> The data
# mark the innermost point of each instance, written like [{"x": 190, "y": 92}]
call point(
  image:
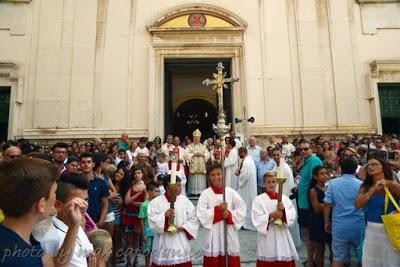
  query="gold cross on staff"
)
[{"x": 219, "y": 83}]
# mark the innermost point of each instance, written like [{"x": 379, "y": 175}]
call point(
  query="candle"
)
[
  {"x": 173, "y": 172},
  {"x": 281, "y": 170}
]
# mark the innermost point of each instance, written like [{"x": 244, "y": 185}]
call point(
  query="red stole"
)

> Task statement
Print out the whole listing word for word. Leave the pictures out.

> Answer to the exercise
# mark the innermost point of each instance, written like [{"x": 190, "y": 92}]
call point(
  image:
  query="gold cross on staff"
)
[{"x": 219, "y": 83}]
# mark the innermost point of each instance, written like [{"x": 379, "y": 175}]
call point(
  query="candle"
)
[
  {"x": 173, "y": 172},
  {"x": 281, "y": 170}
]
# mark the innermost point of each instance, written like [{"x": 244, "y": 185}]
call point(
  query="red stole"
)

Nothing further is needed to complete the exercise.